Skip every image and restate the data word for word.
--- Begin ---
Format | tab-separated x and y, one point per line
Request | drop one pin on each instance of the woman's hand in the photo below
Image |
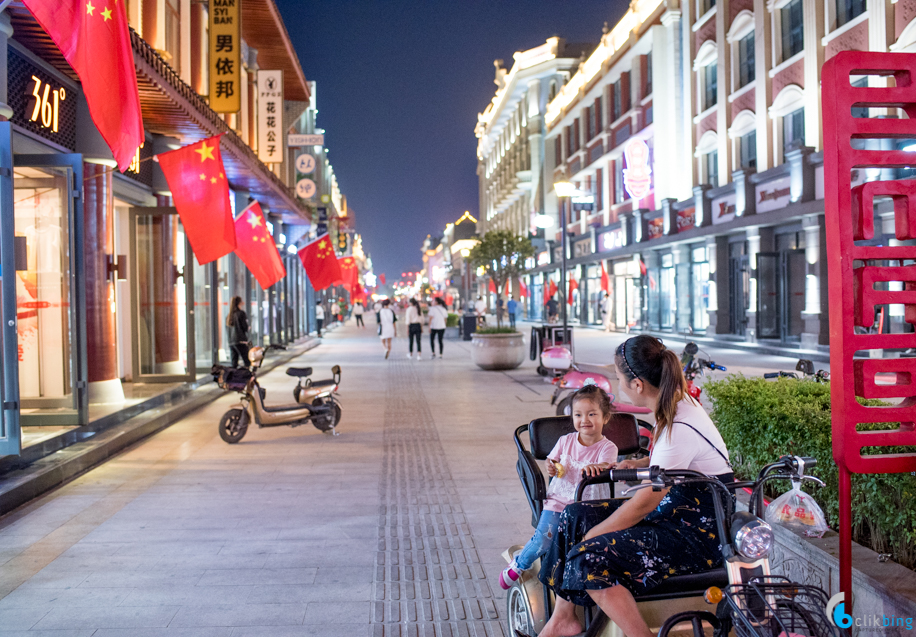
592	470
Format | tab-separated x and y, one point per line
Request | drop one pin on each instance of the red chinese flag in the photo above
320	263
551	290
95	40
350	273
256	248
200	191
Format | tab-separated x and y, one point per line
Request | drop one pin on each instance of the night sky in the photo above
400	85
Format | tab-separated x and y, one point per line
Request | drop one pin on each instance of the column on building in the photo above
98	218
816	315
163	292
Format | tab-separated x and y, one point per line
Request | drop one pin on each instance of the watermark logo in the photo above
836	611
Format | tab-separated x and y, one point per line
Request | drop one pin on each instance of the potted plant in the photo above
452	331
502	256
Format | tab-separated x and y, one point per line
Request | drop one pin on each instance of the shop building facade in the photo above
728	239
109	305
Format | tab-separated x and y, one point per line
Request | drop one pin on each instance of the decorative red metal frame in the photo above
855	268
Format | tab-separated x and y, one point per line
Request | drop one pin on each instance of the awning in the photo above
170	107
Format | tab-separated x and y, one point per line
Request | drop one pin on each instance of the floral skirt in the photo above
677	538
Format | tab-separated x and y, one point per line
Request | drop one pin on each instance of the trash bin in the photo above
469	325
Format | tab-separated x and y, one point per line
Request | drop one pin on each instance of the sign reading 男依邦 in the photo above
225	56
270	116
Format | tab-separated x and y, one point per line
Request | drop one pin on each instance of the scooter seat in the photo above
290	407
687	585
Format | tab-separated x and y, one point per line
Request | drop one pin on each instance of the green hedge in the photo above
761	420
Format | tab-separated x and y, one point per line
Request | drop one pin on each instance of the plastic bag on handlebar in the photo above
796	510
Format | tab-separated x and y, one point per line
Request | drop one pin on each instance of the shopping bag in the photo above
796	510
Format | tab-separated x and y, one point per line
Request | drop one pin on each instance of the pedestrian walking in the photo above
237	322
606	307
358	311
377	308
438	314
319	316
388	328
512	309
335	312
481	308
414	326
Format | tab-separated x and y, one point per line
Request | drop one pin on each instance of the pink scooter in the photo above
569	376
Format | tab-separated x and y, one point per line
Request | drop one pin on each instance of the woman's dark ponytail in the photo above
646	358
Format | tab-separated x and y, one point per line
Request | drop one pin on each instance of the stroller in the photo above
529	603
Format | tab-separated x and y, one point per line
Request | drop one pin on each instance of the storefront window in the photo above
700	291
43	286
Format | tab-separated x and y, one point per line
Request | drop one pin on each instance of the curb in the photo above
20	485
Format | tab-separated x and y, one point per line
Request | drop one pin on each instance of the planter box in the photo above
879	588
498	351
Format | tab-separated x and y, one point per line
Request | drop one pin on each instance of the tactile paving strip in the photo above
428	580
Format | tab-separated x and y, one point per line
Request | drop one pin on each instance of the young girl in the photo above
586	450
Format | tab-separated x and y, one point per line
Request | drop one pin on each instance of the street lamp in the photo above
565	190
465	253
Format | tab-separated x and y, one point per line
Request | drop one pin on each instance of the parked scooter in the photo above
807	371
749	597
693	365
323	411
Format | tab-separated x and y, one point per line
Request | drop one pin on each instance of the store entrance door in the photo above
738	287
162	295
10	432
50	290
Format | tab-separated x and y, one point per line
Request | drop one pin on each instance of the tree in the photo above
502	256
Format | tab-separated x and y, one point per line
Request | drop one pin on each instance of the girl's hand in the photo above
592	470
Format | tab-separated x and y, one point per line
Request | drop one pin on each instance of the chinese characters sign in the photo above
225	56
867	270
270	116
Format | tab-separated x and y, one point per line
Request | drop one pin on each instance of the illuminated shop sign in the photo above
636	175
42	104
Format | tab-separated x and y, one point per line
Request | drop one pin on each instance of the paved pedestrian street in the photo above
393	527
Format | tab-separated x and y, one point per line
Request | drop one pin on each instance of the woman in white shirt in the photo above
619	548
437	318
388	328
414	326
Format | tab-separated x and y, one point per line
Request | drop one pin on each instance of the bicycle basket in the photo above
777	607
234	379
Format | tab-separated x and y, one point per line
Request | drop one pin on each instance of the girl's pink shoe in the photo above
508	576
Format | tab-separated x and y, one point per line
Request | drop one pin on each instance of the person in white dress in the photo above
388	328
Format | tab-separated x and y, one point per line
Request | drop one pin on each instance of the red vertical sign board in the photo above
864	276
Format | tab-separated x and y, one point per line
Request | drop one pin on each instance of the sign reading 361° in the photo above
305	188
305	164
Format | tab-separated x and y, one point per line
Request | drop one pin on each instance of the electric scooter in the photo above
750	594
323	412
693	366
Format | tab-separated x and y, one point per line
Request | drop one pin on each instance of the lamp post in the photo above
465	253
565	190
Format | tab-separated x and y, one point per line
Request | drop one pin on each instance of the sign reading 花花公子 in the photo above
270	116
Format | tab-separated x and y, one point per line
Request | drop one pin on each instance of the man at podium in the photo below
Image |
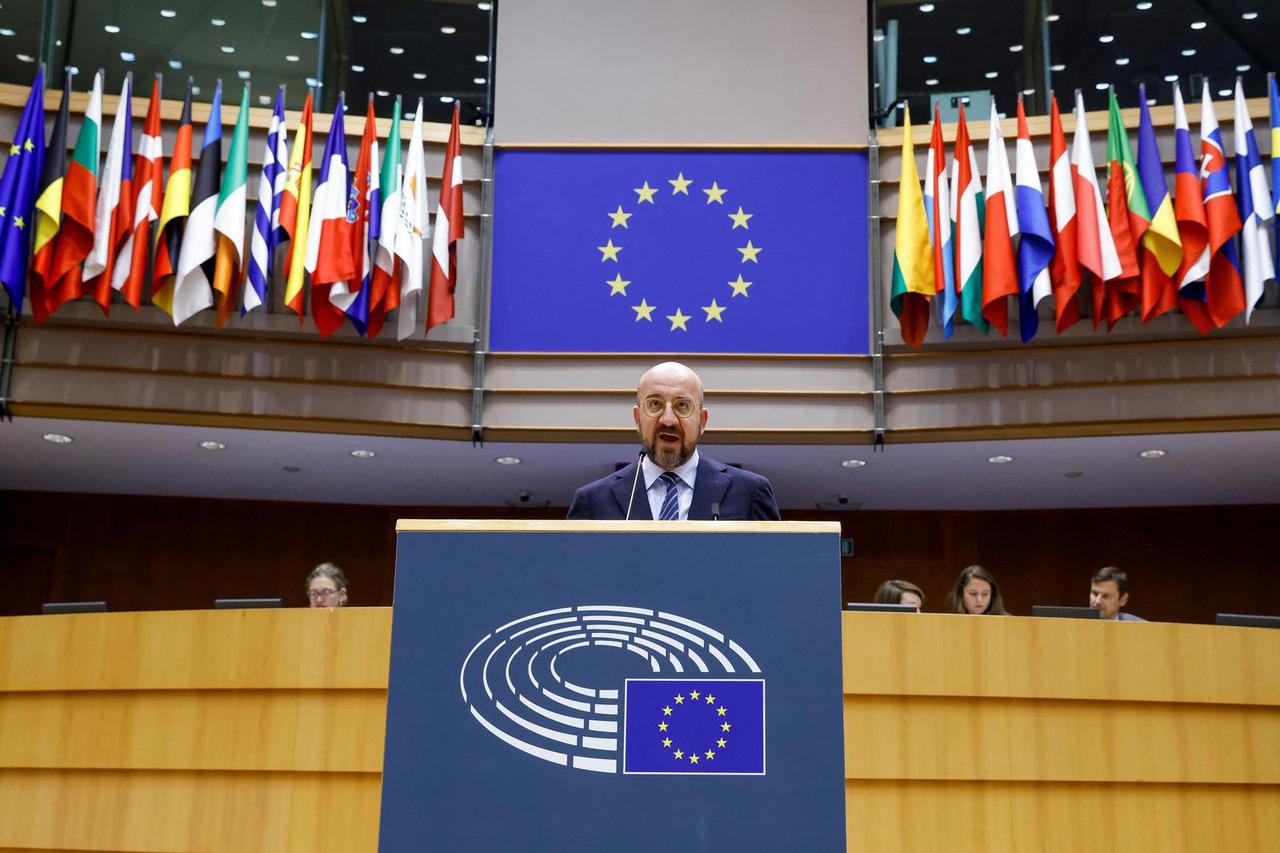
671	480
--- End ---
• [Exercise response]
Format | tab-separated x and y, one point per line
Request | drop one pin on each instance of the woman's hand in the photo below
Image |
592	470
Format | tab-separated x and y, one point per line
Request | drop one pin on each instance of the red chinese flag in the photo above
320	263
551	290
95	40
350	273
256	248
200	191
Format | tab-separated x and y, one point per line
Request | drop one pin on each instance of the night sky in the photo above
400	85
Format | tab-separated x and y, one point per line
Request | drop one pin on each instance of the column on building in the photo above
98	218
816	315
163	292
Format | tab-separated x and y, one point per line
Request | drop one pin on each instance of the watermark logo in the photo above
836	611
Format | tab-separated x and y, one point per line
Request | drop one pin on each instance of the potted plant in the photo above
452	331
502	256
Format | tab-separated x and y, one point per line
Request | drop one pin on each instance of the shop building facade in the photo above
728	239
109	305
Format | tab-separated x and y, one point per line
Request | drop one pin on each instance of the decorative red metal frame in the photo above
855	268
Format | tab-separated x and y, one point per line
Request | drop one pin on each instance of the awning in the photo above
170	107
Format | tab-separated x and y, one point per line
Request | drop one pin on each instance of the floral skirt in the photo above
677	538
Format | tab-separated x and y, one point per line
Request | drop one pin on each instance of the trash bin in the photo above
469	325
Format | tab-separated x and y, one point per line
Request | drop one pin on each instance of the sign reading 男依邦 in the photo above
225	56
270	116
Format | tab-separated x and y, one point per line
Request | drop one pin on each instance of the scooter seat in the photo above
290	407
687	585
Format | tab-separated x and y, one point per line
Request | drop one pin on each instance of the green hedge in the photo above
761	420
Format | tab-separated x and y, one point per line
Request | drop one pin on each instance of the plastic bag on handlebar in the photo above
796	510
Format | tab-separated x and y, one point per line
Request | drop one pin on each instance of the shopping bag in the photo above
796	510
Format | tab-separated x and y, one point per line
Request | drop one pin on each instance of the pedestrian walking in the photo above
237	322
606	307
358	311
377	308
438	314
319	316
388	328
512	309
335	312
481	308
414	326
Format | tab-separated x and y, one point per line
Request | drop one pin on each instance of the pink scooter in the photo above
569	376
Format | tab-separated x and y, one point per line
Request | drop one pin on each instance of the woman's dark ponytail in the photo above
646	358
Format | tab-separated x and y, one point per line
Request | drop one pin on each instance of the stroller in the photo above
529	603
Format | tab-separated x and y, one point per line
Request | drop one pin on each instance of the storefront window in the photo above
700	291
43	286
Format | tab-separated x and y, one point per line
Request | drop one pin on each instance of the curb in the photo above
20	485
Format | tab-separated x and y, one point per line
Request | drop one pin on each instance of the planter box in the photo above
879	588
498	351
Format | tab-separated x and y, one point per line
Request | drop one pin on each instance of the tactile paving strip in the photo above
428	580
Format | tab-separated x and y, one point per line
Request | drop one pin on each instance of the young girl in the photo above
586	450
Format | tab-separated x and y, one point per line
Request | drop one pin on each instance of the street lamp in the photo above
565	190
465	253
Format | tab-separated x and y, one point per line
Request | drop one pin on each instance of the parked scooter in the photo above
807	371
749	597
693	365
323	411
Format | tab-separated x and y, one point per line
Request | drop one pin on each instance of the store entrance door in the photo above
738	287
162	295
10	432
50	290
Format | tab-separated x and y, one point per line
Request | drop one pin on each instance of the tree in the photo above
502	256
Format | tab-separated x and y, one point per line
Request | drop one pin on each instance of the girl's hand in the photo above
592	470
Format | tab-separated x and y, one point per line
Request | drop one pin on each instance of the chinese characters sign in the photo above
225	56
867	270
270	116
Format | tab-separated x and y, one point per line
Request | drop one pin on each instance of the illuminated shop sign in the photo above
636	175
42	104
Format | tab-separated x and y, one point per line
Request | drop one pin on each instance of the paved pedestrian street in the photo above
393	527
Format | tab-separated x and y, one point per line
Request | drop one pin on each instance of the woman in white shirt in the photo above
619	548
437	318
388	328
414	326
Format | tab-separated x and y, one point per line
Request | drop one pin on each instance of the bicycle basket in the photo above
777	607
234	379
Format | tab-separated x and y, one point per line
Request | drop one pin on each instance of the girl's pink shoe in the photo above
508	576
Format | tab-separated x and y, one point per line
Request | drop one pin on each instance of the person in white dress in the photo above
388	328
Format | tab-separated x and y, one point per line
Request | drop one pin on each instance of the red vertical sign board in the photo above
864	276
Format | tab-separated x and y, one point per line
Request | drop one pin on each instance of the sign reading 361° in the photo above
305	188
305	164
Format | tab-separated x and y, one point per line
Request | drop one pin on each instance of the electric scooter in the photo above
750	594
323	412
693	366
Format | tab-separated x and y, one point per line
Request | drop one pin on each instance of the lamp post in the photo above
465	253
565	190
Format | tab-separated x and y, one point per line
Request | drop one pin on each instance of the sign reading 花花公子 in the photo above
270	116
Format | tab-separated x and y, one point per line
Request | drop one pin on each instance of the man at podium in the photo below
Image |
671	480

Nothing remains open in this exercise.